### [TEXT FOR ANALYSIS]
In 1985, Levin got his "first crown" by winning the FAI World Hot Air Balloon Championship in Battle Creek, Michigan. Ten years later he became bronze medalist at the same place. In 1992, Levin won the FAI World Gas Balloon Championship in Obertraun (Austria) with Jim Schiller. With Mark Sullivan he got the silver and the bronze medals in 1996 and 2004, after winning bronze with Jacques Soukup in 1988.

The aim of the Gordon Bennett Cup is "to fly the furthest distance from the launch site." With James Herschend Levin launched the balloon D-Aspen from Stuttgart, (Germany) on September 19, 1992, travelling 964.19 km, and landing near Przemyśl, Poland 45:36 hours later. Sixty years after the last first U.S. victory they had won the 36th edition of this ballooning competition and Levin added the third "crown" to his record. Twelve years later they had been succeeded by the American team Richard Abruzzo and Carol Rymer Davis, who disappeared in the 2010 competition.

In 1987, 1988 and 1993 Levin won the U.S. Championships in gas ballooning and in 1996 and 2000 the America's Challenge Gas Balloon Race. With his brother Alan, he made a non-stop balloon flight from Albuquerque in New Mexico to the coast of Maine travelling 1998 mi. Other notable flights had been the first balloon flight over Pikes Peak in 1977 (14,400 feet) and a flight to 33425 ft altitude in a standard hot air balloon.

David Levin was awarded the 1992 and 2010 Diploma Montgolfier for gas ballooning and major contribution to the sport of ballooning. He was inducted into the FAI hall of fame in 2015 and into the U.S. Ballooning Hall of Fame of the National Balloon Museum in July 2017.

### [WHAT YOU HAVE TO DO]
Please sum up the text on David Levin's ballooning career in two sentences.

### [GIVEN DATA]
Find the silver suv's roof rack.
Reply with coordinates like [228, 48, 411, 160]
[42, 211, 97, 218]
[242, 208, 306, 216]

### [ANSWER BELOW]
David Levin won the FAI World Hot Air Balloon Championship in 1985, the FAI World Gas Balloon Championship in 1992 and, with James Herschend, the 1992 Gordon Bennett Cup, along with U.S. gas ballooning championships and the America's Challenge Gas Balloon Race in 1996 and 2000. He also made notable flights such as the first balloon flight over Pikes Peak in 1977, received the Diploma Montgolfier in 1992 and 2010, and was inducted into the FAI hall of fame in 2015 and the U.S. Ballooning Hall of Fame in 2017.